------ Records supplied
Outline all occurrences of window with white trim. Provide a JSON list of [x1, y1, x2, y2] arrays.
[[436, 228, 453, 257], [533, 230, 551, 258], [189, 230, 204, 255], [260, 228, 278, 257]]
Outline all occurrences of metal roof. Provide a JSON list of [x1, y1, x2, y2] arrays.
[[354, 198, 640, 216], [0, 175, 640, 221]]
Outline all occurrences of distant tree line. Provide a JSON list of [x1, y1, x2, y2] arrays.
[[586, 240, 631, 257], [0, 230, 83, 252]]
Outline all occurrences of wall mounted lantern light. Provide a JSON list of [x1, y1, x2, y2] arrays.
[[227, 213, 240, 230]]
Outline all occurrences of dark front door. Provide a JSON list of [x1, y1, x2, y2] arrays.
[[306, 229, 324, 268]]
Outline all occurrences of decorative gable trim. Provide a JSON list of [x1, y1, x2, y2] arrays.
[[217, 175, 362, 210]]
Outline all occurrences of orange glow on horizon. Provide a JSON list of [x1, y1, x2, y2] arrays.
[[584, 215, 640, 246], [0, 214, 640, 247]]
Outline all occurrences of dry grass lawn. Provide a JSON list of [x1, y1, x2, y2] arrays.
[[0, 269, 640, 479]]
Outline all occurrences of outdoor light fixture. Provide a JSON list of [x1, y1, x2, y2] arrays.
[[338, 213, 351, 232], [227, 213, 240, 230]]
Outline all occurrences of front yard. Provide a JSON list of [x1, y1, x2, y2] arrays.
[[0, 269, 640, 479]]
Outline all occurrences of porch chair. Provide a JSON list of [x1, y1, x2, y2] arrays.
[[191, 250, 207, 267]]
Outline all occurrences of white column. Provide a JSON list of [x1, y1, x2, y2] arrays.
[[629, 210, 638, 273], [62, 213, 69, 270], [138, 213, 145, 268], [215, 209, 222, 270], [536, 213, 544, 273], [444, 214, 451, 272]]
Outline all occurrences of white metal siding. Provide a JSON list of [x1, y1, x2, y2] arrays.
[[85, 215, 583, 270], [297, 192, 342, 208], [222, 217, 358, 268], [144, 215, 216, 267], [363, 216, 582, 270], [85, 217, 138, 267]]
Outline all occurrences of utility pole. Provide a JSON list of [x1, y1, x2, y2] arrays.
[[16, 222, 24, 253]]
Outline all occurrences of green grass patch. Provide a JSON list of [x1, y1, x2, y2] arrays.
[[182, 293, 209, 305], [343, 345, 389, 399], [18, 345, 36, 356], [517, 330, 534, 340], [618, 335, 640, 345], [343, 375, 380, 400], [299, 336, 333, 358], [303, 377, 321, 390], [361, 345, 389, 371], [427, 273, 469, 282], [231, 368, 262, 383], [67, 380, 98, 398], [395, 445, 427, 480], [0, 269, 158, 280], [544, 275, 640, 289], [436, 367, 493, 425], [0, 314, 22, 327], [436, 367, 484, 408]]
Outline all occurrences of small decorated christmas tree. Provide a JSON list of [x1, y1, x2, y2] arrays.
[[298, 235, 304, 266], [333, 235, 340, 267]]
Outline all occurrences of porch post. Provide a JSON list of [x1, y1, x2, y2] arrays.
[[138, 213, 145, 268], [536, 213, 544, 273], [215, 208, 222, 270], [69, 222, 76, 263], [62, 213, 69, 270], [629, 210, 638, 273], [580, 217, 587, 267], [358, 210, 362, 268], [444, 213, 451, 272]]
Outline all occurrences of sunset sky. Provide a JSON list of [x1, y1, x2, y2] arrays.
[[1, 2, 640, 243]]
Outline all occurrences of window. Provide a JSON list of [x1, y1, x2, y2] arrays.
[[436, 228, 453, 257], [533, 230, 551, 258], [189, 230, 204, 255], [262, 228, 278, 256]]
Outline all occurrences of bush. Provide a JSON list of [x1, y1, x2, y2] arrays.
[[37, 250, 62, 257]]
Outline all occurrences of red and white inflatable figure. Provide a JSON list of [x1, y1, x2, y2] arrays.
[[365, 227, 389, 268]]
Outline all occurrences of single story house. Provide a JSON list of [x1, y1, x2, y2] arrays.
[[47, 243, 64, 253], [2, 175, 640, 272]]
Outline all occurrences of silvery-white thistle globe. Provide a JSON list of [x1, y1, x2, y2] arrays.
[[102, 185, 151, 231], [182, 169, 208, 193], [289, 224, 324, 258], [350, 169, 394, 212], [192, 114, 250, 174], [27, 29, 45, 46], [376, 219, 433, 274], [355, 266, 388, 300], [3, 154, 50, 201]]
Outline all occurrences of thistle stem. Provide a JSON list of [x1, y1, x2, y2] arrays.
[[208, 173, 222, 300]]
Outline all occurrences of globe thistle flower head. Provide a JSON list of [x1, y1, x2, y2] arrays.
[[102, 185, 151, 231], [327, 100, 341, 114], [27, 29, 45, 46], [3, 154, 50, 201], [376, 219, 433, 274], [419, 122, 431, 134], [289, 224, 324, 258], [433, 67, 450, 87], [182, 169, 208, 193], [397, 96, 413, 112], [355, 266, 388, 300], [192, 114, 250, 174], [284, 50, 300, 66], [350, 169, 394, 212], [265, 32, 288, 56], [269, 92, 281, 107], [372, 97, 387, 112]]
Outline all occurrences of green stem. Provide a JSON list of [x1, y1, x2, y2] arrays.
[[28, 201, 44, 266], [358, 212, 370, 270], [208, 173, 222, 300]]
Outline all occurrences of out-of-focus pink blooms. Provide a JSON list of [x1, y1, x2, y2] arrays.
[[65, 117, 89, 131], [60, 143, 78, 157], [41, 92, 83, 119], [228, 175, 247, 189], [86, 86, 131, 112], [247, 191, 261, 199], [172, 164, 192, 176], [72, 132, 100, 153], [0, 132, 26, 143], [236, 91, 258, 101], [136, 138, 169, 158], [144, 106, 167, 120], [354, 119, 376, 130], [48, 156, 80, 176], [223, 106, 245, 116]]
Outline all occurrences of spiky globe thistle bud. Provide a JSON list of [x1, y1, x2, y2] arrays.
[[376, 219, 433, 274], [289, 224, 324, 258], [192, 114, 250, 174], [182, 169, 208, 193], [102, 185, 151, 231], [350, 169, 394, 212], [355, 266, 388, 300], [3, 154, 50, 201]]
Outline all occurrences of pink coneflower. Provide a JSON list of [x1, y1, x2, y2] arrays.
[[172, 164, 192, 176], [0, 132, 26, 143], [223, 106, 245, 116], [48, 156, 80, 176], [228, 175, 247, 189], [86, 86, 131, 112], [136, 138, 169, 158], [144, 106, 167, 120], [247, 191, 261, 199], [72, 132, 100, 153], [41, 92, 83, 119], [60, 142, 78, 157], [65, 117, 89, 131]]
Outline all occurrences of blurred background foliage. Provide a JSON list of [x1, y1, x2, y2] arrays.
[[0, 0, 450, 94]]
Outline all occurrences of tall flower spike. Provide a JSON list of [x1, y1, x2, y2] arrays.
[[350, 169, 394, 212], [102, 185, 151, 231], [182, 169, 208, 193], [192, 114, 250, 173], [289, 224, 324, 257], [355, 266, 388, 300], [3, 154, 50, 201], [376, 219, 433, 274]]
------------
▶ Direction
Copy out every one of the rows above, word for word and without any changes.

▶ Written solution
Outline all occurrences of window with white trim. Provide a JSON list of [x1, y1, x2, y2] arrays.
[[436, 228, 453, 257], [533, 230, 551, 258], [189, 230, 204, 255], [260, 228, 278, 257]]
Outline all occurrences of metal roof. Provide a JSON list of [x1, y1, x2, y2] arrays.
[[354, 198, 640, 216], [0, 175, 640, 221]]
Outline all occurrences of distant tree line. Provide a JSON list of [x1, y1, x2, y2] arrays.
[[586, 240, 631, 257], [0, 230, 83, 252]]
Outline all occurrences of wall mounted lantern light. Provide a JSON list of [x1, y1, x2, y2] arrays.
[[227, 213, 240, 230]]
Outline all occurrences of dark front door. Provide a JSON list of [x1, y1, x2, y2] arrays.
[[306, 229, 324, 268]]
Outline all occurrences of decorative gable trim. Provide a JSON list of [x1, y1, x2, y2] arrays.
[[217, 175, 362, 210]]
Outline all occurrences of orange glow on horizon. Provide a JSON list of [x1, y1, x2, y2] arrays.
[[584, 215, 640, 246], [0, 214, 640, 247]]
Outline all occurrences of dry grass lawn. Provide a JSON list of [x1, y1, x2, y2] arrays.
[[0, 269, 640, 479]]
Outline all occurrences of outdoor light fixture. Provide a JSON list of [x1, y1, x2, y2] arrays.
[[338, 213, 351, 232], [227, 213, 240, 230]]
Outline all occurrences of front yard. Provide a JSON list of [x1, y1, x2, y2] arrays.
[[0, 269, 640, 479]]
Outline all occurrences of porch chair. Provide a JSON list of [x1, y1, x2, y2] arrays.
[[191, 250, 207, 267]]
Outline all occurrences of white column. Provide a JSON list of [x1, y1, x2, y2] arrays.
[[629, 210, 638, 273], [62, 213, 69, 270], [138, 213, 145, 268], [215, 209, 222, 270], [536, 213, 544, 273], [444, 214, 451, 272]]
Outline all occurrences of white metal siding. Provide a JSON list of [x1, y1, x2, y2] arrays.
[[85, 215, 583, 270], [297, 192, 342, 208], [222, 217, 358, 268], [144, 215, 216, 267], [363, 216, 582, 270], [85, 217, 138, 267]]
Outline all occurrences of utility pole. Provide a JSON list of [x1, y1, x2, y2] arrays.
[[16, 222, 24, 253]]
Outline all occurrences of green grass patch. Provide a JSON list of [x1, y1, x2, y2] arrays.
[[182, 293, 209, 305], [343, 345, 389, 399], [18, 345, 36, 356], [517, 330, 534, 340], [618, 335, 640, 345], [343, 375, 380, 400], [299, 336, 333, 358], [303, 377, 321, 390], [361, 345, 389, 371], [427, 273, 469, 282], [231, 368, 262, 383], [67, 380, 98, 398], [395, 445, 427, 480], [0, 269, 158, 280], [544, 275, 640, 289], [436, 367, 493, 425], [0, 314, 22, 327], [436, 367, 484, 408]]
Outline all occurrences of small decorated christmas tree. Provide a JSON list of [x1, y1, x2, y2] arrays.
[[298, 235, 304, 266], [333, 235, 340, 267]]
Outline all occurrences of porch post. Provide a JSON list of [x1, y1, x2, y2] arrays.
[[138, 213, 145, 268], [536, 213, 544, 273], [215, 208, 222, 270], [69, 222, 76, 263], [62, 213, 69, 270], [629, 210, 638, 273], [580, 217, 587, 267], [358, 210, 362, 268], [444, 213, 451, 272]]
Outline all occurrences of sunset sky. Provide a JSON list of [x1, y1, x2, y2] arrays.
[[1, 2, 640, 243]]
Outline all occurrences of window. Provide a JSON list of [x1, y1, x2, y2] arrays.
[[436, 228, 453, 257], [533, 230, 551, 258], [189, 230, 204, 255], [262, 228, 278, 256]]
Outline all occurrences of bush. Provide a JSON list of [x1, y1, x2, y2] arrays.
[[37, 250, 62, 257]]
Outline all occurrences of red and white inflatable figure. Provide a JSON list of [x1, y1, x2, y2] arrays.
[[365, 227, 389, 268]]
Outline all occurrences of single story house. Provide a JSON list of [x1, y1, x2, y2] arrays.
[[47, 243, 64, 253], [2, 175, 640, 272]]
Outline all occurrences of silvery-white thistle globe. Provide a JSON list of [x1, y1, x2, y2] arrays.
[[102, 185, 151, 231], [182, 169, 208, 193], [289, 224, 324, 258], [350, 169, 394, 212], [192, 114, 250, 174], [27, 29, 45, 46], [376, 219, 433, 274], [355, 266, 388, 300], [3, 154, 50, 201]]
Outline all occurrences of thistle stem. Provide a JSON list of [x1, y1, x2, y2] arrays.
[[208, 173, 222, 300]]
Outline all occurrences of globe thistle flower head. Provide a JSON list of [x1, y1, x2, y2] arrays.
[[102, 185, 151, 231], [327, 100, 341, 114], [27, 29, 45, 46], [3, 154, 50, 201], [376, 219, 433, 274], [419, 122, 431, 134], [289, 224, 324, 258], [433, 67, 450, 87], [182, 169, 208, 193], [397, 96, 413, 112], [355, 266, 388, 300], [192, 114, 250, 174], [284, 50, 300, 66], [350, 169, 394, 212], [265, 32, 288, 56], [269, 92, 281, 107], [372, 97, 387, 112]]
Outline all occurrences of green stem. Provide a JSON list of [x1, y1, x2, y2] arrays.
[[28, 201, 44, 266], [358, 212, 370, 270], [208, 173, 222, 300]]
Outline all occurrences of out-of-focus pink blooms. Provide a JSON list of [x1, y1, x2, y2] arrays.
[[65, 117, 89, 131], [60, 143, 78, 157], [41, 92, 83, 119], [228, 175, 247, 189], [86, 86, 131, 112], [247, 191, 261, 199], [172, 164, 192, 176], [72, 132, 100, 153], [0, 132, 26, 143], [236, 91, 258, 101], [136, 138, 169, 158], [144, 106, 167, 120], [354, 119, 376, 130], [48, 156, 80, 176], [223, 106, 245, 116]]
Outline all occurrences of spiky globe thistle bud. Provide a JSON list of [x1, y1, x2, y2] arrays.
[[376, 219, 433, 274], [289, 224, 324, 258], [192, 114, 250, 174], [182, 169, 208, 193], [102, 185, 151, 231], [350, 169, 394, 212], [355, 266, 388, 300], [3, 154, 50, 201]]
Outline all occurrences of pink coneflower. Provide a JSON list of [x1, y1, x2, y2] arrays.
[[172, 164, 192, 176], [0, 132, 26, 143], [223, 106, 245, 116], [48, 156, 80, 176], [228, 175, 247, 189], [86, 86, 131, 112], [136, 138, 169, 158], [144, 106, 167, 120], [247, 191, 261, 199], [72, 132, 100, 153], [41, 92, 83, 119], [60, 142, 78, 157], [65, 117, 89, 131]]
Outline all occurrences of blurred background foliage. Provide a JSON list of [x1, y1, x2, y2] arrays.
[[0, 0, 450, 94]]
Outline all occurrences of tall flower spike. Provide a JSON list of [x1, y1, x2, y2] arrays.
[[350, 169, 394, 212], [102, 185, 151, 231], [182, 169, 208, 193], [192, 114, 250, 173], [289, 224, 324, 257], [355, 266, 388, 300], [3, 154, 50, 201], [376, 219, 433, 274]]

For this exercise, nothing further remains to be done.